Segment Start: Task data

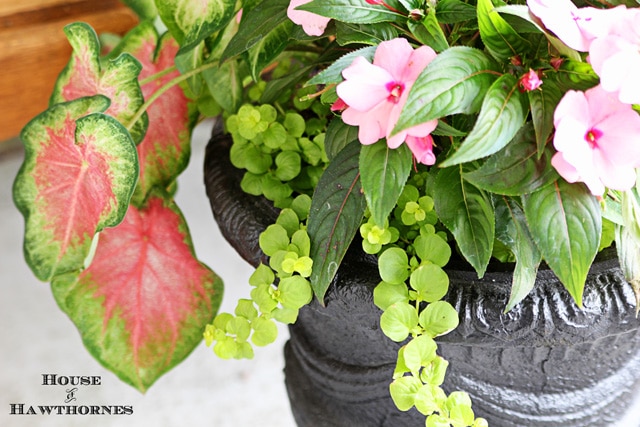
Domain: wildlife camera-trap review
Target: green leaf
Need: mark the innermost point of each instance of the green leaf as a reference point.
(352, 11)
(566, 224)
(403, 391)
(429, 32)
(454, 82)
(337, 209)
(265, 50)
(516, 169)
(500, 39)
(191, 21)
(501, 116)
(419, 352)
(393, 265)
(383, 172)
(439, 318)
(142, 304)
(145, 9)
(512, 231)
(333, 73)
(368, 34)
(78, 175)
(398, 320)
(453, 11)
(468, 213)
(86, 75)
(386, 294)
(338, 136)
(543, 103)
(256, 24)
(430, 281)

Segment End: Task data

Exercise details -> Give back the material above exactly, but without its images.

Expected output ->
Domain: wildlife camera-trap review
Target: green leaf
Need: mark the innermost point of each instance of the green leaf as a reference point.
(352, 11)
(566, 224)
(403, 391)
(429, 32)
(454, 82)
(337, 209)
(265, 50)
(516, 169)
(500, 39)
(191, 21)
(501, 116)
(419, 352)
(393, 265)
(383, 172)
(439, 318)
(142, 304)
(145, 9)
(512, 231)
(333, 73)
(368, 34)
(78, 175)
(398, 320)
(453, 11)
(468, 213)
(86, 75)
(386, 294)
(338, 136)
(543, 103)
(256, 24)
(430, 281)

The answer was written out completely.